- **Instructions to follow**
Convert only the lines from the one containing "Where can the broad" up to and including the one containing "point(115, 384)" into a Markdown table with two columns, n for the row number and Line for the line itself. Leave out any blank lines.

- **Exercise material**
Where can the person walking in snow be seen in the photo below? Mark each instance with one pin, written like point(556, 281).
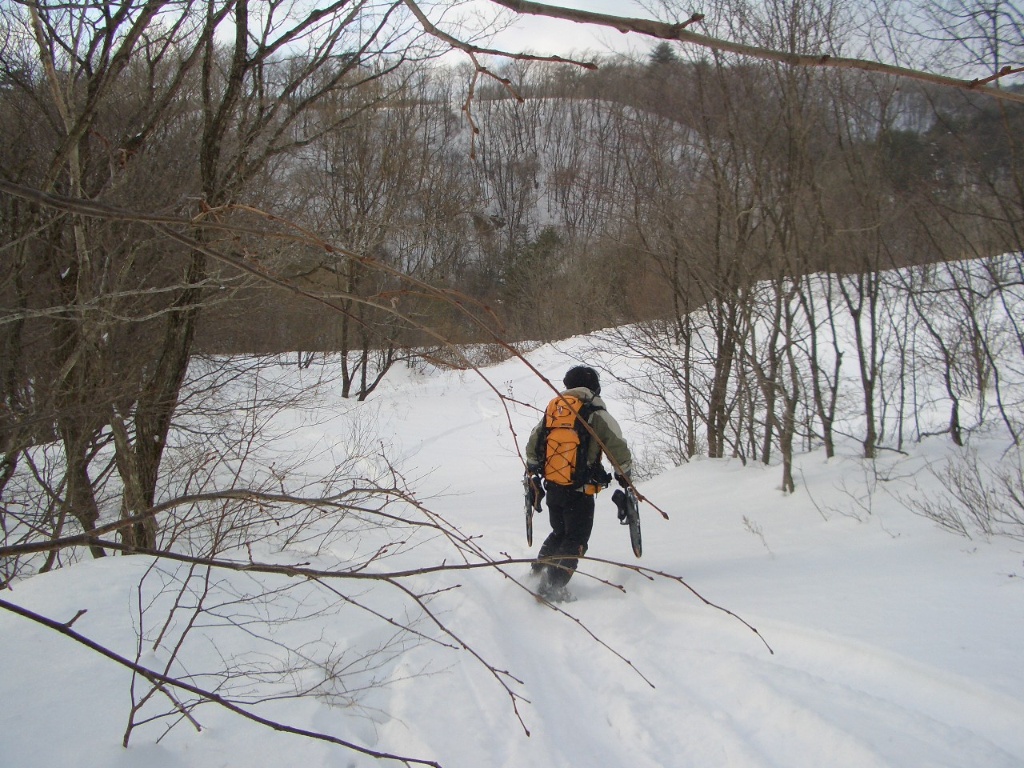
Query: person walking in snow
---
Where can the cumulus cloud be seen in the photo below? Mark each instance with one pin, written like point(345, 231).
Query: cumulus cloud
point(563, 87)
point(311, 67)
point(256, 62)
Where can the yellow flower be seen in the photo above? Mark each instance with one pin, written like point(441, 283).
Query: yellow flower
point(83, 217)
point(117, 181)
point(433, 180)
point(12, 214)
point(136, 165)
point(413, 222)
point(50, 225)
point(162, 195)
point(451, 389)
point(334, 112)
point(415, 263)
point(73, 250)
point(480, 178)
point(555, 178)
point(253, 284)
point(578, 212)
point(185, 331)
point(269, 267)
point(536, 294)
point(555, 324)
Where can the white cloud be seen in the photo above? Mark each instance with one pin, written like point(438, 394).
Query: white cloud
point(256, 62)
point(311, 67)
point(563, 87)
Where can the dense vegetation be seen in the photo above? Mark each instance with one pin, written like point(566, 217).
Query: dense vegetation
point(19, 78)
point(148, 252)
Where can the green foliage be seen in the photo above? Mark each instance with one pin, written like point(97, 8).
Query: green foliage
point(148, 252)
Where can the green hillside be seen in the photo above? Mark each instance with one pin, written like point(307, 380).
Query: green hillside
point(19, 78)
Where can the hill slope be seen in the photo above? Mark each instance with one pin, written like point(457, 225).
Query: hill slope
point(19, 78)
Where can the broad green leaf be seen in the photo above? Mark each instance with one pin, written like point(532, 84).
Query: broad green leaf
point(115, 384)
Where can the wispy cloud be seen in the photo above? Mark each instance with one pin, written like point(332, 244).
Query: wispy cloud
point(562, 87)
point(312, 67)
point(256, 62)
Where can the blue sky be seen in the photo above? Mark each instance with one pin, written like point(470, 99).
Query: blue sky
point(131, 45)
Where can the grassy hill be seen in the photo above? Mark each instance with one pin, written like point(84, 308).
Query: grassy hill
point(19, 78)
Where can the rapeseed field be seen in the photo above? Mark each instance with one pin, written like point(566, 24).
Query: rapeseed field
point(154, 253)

- **Task result**
| n | Line |
|---|---|
| 1 | Where can the broad green leaf be seen in the photo above? Mark each instance with one pin, written like point(532, 84). |
| 2 | Query: broad green leaf |
| 3 | point(115, 384) |